- Given task
Rewrite the lines below as a Markdown table, from the line containing "of the balcony" through the line containing "x=533, y=369", both included. Use the columns Number and Line, give each line its number, and leave out any blank lines.

- Recorded information
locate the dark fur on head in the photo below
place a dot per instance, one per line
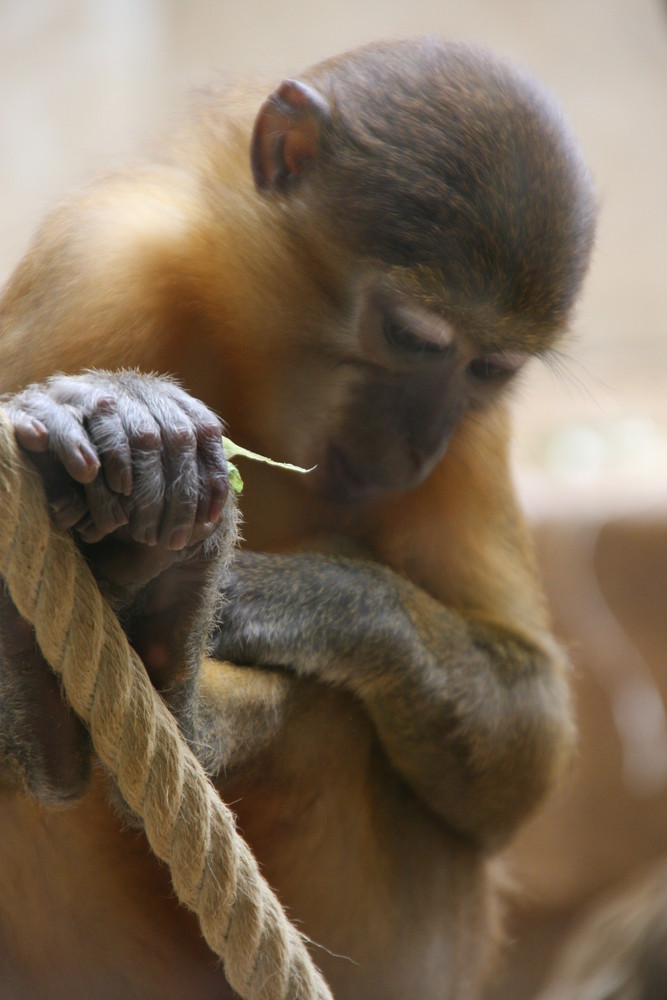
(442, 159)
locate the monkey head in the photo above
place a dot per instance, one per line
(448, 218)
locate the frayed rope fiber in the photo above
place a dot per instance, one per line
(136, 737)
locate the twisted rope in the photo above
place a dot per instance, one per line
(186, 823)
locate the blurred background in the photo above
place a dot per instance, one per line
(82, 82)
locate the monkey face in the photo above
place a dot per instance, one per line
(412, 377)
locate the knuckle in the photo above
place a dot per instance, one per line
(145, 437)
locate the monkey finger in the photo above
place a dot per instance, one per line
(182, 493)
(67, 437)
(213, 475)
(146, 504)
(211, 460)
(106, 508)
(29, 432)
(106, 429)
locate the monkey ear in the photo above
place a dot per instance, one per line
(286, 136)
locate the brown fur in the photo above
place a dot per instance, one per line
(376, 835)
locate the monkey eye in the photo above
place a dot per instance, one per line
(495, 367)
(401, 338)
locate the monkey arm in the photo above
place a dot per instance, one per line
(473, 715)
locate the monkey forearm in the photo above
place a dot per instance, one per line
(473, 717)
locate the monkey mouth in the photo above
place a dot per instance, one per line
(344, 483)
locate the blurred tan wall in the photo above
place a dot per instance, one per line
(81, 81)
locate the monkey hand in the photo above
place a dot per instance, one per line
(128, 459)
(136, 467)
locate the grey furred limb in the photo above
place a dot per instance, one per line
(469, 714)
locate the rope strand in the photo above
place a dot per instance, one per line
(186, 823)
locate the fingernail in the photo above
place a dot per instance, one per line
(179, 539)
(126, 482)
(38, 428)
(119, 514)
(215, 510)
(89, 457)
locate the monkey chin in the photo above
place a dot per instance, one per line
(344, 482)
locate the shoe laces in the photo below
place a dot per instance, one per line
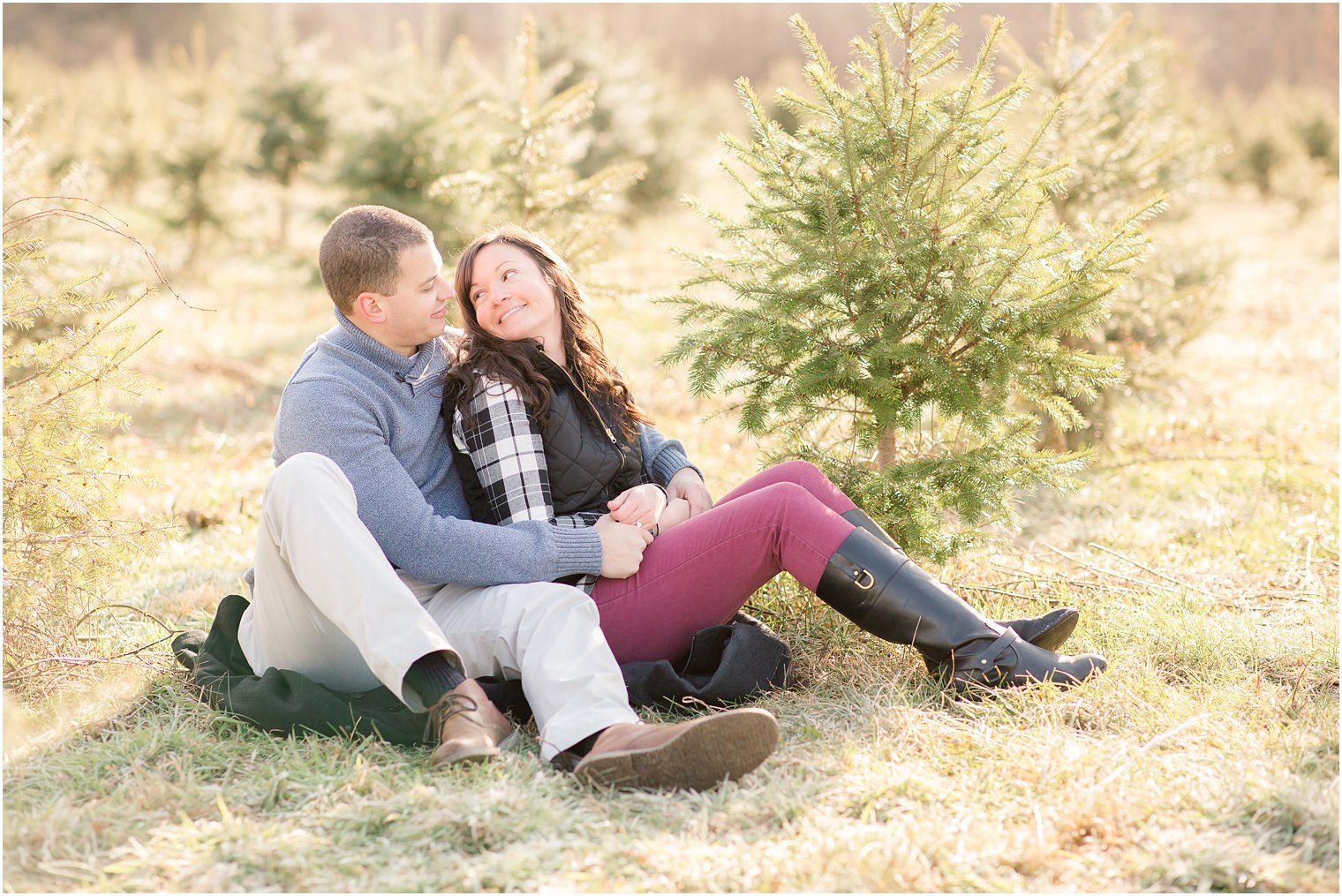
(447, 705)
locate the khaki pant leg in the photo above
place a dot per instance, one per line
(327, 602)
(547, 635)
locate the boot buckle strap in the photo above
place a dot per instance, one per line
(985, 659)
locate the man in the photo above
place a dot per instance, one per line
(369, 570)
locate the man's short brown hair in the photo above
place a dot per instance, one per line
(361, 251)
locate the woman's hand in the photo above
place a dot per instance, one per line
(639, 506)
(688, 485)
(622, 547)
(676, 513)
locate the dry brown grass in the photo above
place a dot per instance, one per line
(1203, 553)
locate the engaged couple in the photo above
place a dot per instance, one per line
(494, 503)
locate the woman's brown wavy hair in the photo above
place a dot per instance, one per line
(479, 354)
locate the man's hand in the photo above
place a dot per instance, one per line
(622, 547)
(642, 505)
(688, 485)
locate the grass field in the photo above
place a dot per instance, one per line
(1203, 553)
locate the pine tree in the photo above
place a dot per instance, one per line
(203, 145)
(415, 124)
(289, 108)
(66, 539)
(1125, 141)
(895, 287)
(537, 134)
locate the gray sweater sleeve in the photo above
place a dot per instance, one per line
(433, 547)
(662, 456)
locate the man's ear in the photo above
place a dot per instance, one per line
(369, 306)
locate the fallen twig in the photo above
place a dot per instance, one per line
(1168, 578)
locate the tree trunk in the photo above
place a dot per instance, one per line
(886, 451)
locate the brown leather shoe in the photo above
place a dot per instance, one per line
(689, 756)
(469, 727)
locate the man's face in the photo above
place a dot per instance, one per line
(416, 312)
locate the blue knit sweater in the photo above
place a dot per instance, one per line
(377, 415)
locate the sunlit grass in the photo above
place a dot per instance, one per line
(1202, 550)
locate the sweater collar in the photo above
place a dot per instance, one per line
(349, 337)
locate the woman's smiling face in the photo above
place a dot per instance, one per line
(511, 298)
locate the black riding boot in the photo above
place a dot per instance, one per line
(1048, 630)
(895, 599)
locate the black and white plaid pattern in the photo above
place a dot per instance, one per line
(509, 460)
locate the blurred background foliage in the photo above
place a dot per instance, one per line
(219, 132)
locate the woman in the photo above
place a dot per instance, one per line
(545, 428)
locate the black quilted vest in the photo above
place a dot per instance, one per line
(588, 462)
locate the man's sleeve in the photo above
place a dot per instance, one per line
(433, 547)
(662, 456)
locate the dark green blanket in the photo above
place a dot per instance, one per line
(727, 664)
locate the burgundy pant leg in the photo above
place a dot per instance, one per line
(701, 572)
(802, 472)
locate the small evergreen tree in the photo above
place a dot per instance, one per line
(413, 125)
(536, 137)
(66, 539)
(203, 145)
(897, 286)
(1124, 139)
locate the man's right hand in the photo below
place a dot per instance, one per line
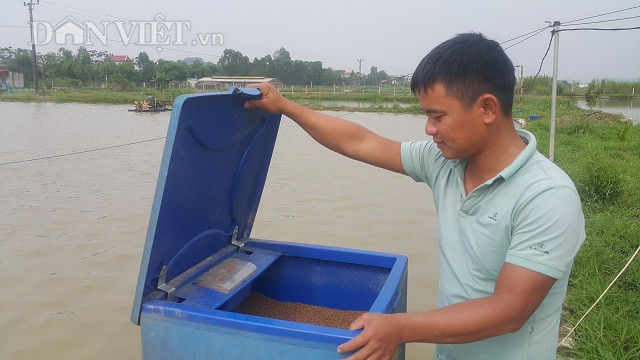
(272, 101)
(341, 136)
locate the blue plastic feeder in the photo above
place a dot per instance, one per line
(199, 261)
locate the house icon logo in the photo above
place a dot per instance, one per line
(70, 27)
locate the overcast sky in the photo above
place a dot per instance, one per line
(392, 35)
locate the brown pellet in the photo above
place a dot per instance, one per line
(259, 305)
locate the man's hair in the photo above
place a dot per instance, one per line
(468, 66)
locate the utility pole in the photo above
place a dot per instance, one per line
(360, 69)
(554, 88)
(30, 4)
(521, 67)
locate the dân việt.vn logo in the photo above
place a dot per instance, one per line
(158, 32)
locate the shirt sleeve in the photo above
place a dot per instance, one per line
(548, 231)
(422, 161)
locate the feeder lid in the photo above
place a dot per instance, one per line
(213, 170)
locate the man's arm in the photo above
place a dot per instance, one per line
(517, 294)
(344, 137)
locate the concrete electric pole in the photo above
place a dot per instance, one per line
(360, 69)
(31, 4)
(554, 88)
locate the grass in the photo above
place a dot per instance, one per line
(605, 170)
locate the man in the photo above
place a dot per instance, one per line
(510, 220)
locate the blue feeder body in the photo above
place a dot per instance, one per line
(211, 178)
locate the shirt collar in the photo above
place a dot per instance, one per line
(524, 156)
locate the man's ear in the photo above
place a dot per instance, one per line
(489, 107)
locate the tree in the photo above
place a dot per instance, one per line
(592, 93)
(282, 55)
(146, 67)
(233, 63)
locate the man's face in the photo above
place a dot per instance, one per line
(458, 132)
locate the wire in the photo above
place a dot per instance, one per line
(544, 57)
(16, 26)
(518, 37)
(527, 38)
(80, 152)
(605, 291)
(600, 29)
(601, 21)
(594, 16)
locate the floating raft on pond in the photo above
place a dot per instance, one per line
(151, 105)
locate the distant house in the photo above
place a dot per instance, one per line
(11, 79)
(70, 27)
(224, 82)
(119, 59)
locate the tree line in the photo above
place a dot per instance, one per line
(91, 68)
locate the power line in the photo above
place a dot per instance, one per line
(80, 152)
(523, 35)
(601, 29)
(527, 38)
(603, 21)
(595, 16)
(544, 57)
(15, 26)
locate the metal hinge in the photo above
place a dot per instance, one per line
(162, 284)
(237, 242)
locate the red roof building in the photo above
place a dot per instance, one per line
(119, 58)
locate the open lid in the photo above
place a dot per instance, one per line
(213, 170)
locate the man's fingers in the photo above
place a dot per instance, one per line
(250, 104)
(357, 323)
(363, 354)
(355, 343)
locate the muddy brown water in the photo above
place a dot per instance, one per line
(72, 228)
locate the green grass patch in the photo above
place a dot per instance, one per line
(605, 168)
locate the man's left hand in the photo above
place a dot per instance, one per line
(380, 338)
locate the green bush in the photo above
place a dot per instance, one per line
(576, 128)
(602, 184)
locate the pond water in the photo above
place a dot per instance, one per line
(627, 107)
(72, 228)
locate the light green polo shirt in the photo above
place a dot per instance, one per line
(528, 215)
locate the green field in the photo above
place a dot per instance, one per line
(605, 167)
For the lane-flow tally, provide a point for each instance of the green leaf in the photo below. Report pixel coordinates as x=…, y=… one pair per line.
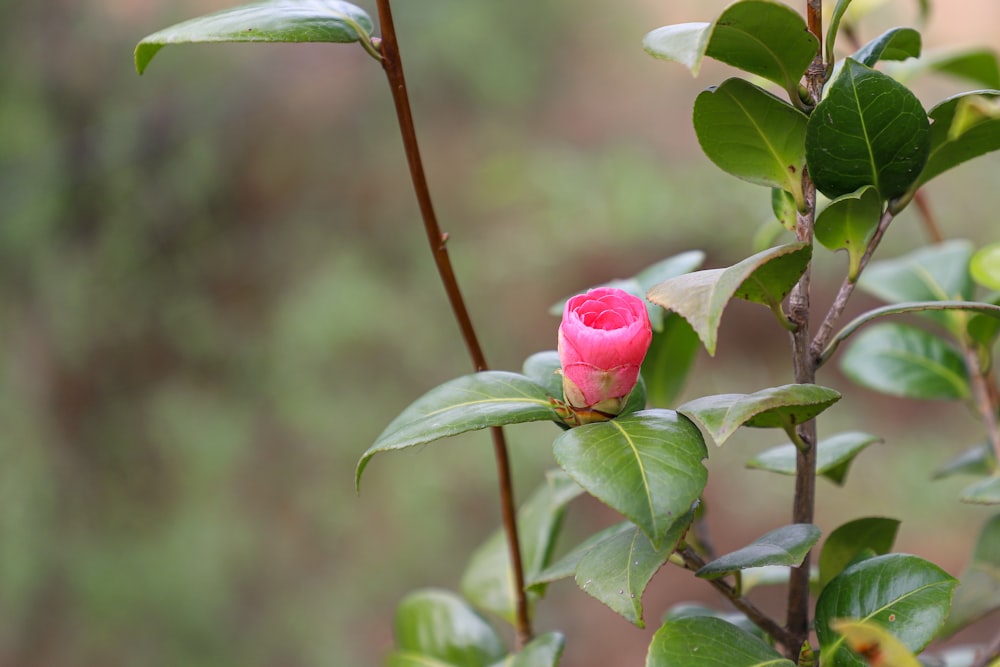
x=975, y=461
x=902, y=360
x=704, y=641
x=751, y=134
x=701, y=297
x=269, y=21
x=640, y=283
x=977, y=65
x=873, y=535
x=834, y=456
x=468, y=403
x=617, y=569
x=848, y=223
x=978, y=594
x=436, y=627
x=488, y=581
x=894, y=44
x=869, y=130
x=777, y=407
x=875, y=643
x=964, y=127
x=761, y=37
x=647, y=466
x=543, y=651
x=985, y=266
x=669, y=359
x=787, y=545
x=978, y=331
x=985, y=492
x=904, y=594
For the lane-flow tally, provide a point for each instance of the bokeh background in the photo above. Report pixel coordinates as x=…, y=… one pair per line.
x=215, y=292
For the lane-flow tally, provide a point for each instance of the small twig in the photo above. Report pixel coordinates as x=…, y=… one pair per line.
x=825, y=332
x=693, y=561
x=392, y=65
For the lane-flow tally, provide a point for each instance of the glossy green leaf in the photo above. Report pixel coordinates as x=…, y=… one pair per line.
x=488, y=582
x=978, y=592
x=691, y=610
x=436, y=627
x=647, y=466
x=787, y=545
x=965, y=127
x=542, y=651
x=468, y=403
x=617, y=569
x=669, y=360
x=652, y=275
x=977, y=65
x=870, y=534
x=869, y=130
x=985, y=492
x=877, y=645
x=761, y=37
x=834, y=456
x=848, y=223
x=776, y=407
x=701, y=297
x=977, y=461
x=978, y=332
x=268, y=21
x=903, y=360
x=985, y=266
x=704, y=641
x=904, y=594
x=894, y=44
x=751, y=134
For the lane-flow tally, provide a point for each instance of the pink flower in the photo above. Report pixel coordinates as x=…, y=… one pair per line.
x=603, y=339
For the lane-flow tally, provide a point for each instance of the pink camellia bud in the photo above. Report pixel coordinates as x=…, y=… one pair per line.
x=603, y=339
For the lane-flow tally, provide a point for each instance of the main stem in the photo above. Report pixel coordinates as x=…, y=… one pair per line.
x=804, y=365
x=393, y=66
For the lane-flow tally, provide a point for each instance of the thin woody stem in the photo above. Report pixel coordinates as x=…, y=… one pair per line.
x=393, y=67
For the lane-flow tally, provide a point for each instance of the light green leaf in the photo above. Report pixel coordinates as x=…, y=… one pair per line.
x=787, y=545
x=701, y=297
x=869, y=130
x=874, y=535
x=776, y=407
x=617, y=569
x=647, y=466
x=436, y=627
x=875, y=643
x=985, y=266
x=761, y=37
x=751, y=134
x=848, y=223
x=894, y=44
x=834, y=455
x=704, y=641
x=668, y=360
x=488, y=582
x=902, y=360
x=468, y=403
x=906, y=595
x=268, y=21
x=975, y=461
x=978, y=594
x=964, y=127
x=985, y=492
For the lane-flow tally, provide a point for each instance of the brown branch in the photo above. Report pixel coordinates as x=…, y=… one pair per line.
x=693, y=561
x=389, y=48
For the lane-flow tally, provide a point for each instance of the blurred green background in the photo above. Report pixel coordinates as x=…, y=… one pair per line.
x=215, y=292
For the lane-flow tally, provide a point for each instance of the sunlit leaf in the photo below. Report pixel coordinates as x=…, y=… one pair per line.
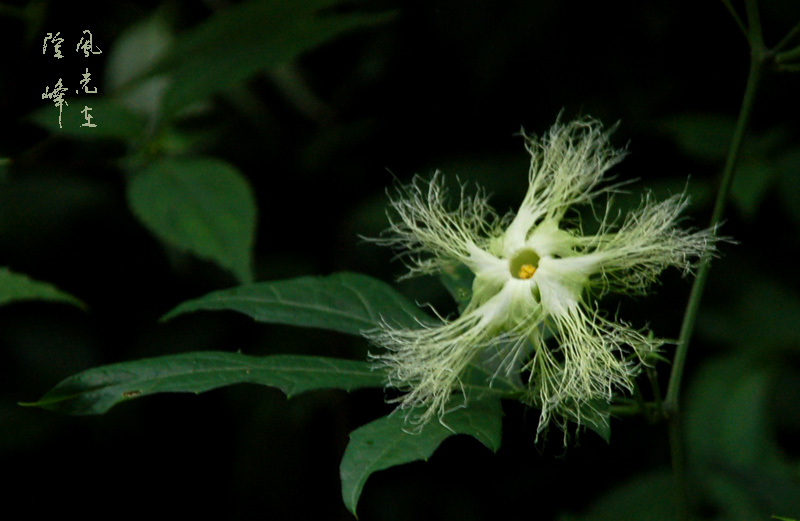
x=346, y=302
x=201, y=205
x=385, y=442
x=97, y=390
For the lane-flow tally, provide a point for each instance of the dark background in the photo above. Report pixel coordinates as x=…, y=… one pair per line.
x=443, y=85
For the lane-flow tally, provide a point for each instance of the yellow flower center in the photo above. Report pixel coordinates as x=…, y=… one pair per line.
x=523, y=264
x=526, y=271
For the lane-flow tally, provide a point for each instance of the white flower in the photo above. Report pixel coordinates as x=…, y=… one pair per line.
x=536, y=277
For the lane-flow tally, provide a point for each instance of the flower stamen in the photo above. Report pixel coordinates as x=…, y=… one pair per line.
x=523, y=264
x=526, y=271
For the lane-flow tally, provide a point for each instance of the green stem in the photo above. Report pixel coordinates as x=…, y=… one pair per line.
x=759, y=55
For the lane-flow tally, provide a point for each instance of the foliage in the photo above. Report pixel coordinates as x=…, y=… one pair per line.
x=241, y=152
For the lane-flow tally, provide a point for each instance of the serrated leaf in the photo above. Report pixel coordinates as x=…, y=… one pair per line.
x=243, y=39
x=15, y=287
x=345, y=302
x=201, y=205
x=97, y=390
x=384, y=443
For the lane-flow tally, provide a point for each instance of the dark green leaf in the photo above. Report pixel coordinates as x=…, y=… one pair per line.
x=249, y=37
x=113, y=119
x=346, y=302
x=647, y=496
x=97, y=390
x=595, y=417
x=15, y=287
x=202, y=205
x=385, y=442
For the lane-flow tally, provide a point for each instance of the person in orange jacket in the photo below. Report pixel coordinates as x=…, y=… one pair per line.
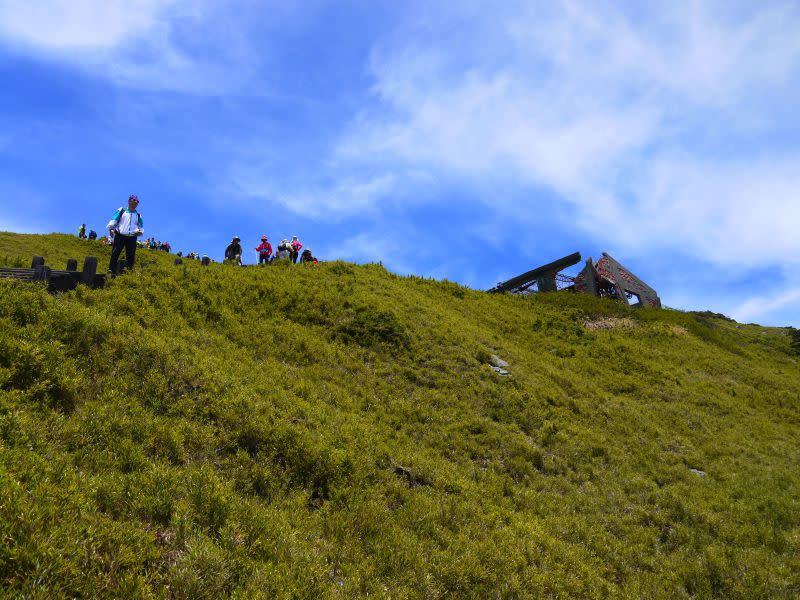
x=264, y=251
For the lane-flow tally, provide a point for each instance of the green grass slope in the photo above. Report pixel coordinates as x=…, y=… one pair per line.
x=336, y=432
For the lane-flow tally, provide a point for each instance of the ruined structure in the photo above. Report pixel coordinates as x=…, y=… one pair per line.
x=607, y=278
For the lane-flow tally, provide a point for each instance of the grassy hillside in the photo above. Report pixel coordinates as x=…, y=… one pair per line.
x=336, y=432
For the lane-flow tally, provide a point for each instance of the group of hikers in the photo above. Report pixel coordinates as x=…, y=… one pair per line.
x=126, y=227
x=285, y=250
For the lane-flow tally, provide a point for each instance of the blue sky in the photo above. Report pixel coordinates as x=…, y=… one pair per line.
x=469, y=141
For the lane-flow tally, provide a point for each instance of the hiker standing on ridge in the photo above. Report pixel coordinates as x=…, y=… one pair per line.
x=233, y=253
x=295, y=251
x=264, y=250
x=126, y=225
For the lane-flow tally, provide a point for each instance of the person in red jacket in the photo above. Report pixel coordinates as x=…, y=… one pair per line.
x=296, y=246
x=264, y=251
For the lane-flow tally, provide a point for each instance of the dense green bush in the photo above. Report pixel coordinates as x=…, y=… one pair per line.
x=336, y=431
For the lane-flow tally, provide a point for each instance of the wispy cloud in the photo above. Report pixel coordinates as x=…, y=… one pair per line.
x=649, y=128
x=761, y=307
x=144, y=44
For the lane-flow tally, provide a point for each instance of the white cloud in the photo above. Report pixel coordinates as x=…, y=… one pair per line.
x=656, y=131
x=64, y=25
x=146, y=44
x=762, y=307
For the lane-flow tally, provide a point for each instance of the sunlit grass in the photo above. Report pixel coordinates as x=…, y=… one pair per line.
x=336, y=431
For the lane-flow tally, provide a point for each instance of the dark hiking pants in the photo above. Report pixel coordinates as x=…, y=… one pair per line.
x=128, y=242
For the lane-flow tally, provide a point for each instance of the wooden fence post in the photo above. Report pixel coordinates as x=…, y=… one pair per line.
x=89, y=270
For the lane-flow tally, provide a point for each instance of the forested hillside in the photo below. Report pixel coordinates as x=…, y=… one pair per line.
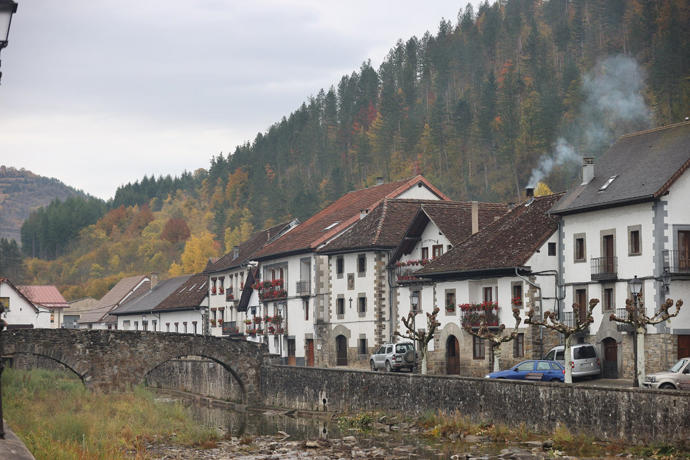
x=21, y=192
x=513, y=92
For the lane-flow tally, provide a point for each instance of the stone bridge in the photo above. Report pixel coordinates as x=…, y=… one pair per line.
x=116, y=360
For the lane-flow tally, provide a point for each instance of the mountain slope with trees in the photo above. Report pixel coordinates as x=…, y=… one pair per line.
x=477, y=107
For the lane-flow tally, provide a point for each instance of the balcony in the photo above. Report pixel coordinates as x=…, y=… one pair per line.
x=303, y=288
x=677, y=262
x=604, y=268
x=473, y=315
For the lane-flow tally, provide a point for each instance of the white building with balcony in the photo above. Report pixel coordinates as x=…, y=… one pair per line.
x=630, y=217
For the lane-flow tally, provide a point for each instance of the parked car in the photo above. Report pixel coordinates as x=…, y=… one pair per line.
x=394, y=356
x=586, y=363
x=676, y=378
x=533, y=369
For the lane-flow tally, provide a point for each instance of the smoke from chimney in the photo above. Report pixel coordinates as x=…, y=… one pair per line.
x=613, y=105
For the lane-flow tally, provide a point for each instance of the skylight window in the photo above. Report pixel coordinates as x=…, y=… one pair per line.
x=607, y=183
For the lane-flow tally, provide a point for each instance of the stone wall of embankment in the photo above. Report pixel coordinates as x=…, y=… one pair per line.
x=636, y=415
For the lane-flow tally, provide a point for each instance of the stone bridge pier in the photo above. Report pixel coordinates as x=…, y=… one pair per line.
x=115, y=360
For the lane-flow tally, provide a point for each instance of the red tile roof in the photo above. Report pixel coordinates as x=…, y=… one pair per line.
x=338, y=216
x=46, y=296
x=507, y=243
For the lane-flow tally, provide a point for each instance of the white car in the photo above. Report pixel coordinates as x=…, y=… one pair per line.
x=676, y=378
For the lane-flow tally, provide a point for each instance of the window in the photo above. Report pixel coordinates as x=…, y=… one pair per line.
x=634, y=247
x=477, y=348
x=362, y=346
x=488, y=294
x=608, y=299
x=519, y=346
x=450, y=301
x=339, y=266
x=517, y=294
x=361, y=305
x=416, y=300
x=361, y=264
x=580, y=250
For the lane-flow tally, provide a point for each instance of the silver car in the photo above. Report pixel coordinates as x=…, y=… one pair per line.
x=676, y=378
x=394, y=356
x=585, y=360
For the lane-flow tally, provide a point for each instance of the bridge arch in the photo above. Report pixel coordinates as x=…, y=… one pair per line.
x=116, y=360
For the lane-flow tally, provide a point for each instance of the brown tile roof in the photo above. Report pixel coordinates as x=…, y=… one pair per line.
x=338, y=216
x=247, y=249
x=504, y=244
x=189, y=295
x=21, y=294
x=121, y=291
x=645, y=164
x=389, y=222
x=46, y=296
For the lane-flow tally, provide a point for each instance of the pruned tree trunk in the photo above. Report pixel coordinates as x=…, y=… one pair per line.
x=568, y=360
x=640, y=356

- Output of the task
| Number | Line |
|---|---|
| 1 | For the lane-flow tally, provide a point for each instance of the balcony in the photo above. Report pixel coordinates as x=…, y=… one pair per line. |
| 2 | x=303, y=288 |
| 3 | x=677, y=262 |
| 4 | x=604, y=268 |
| 5 | x=473, y=315 |
| 6 | For the lane-flow tally, provide a point for each instance of the white building with balcony in the photo above. Report pixel coordinates as x=…, y=… one pair per line. |
| 7 | x=630, y=217 |
| 8 | For the lane-flow tally, provide a point for each instance of the parked car in the photo above. Report pixel coordinates as x=…, y=… one pair per line. |
| 9 | x=394, y=356 |
| 10 | x=586, y=363 |
| 11 | x=676, y=378 |
| 12 | x=533, y=369 |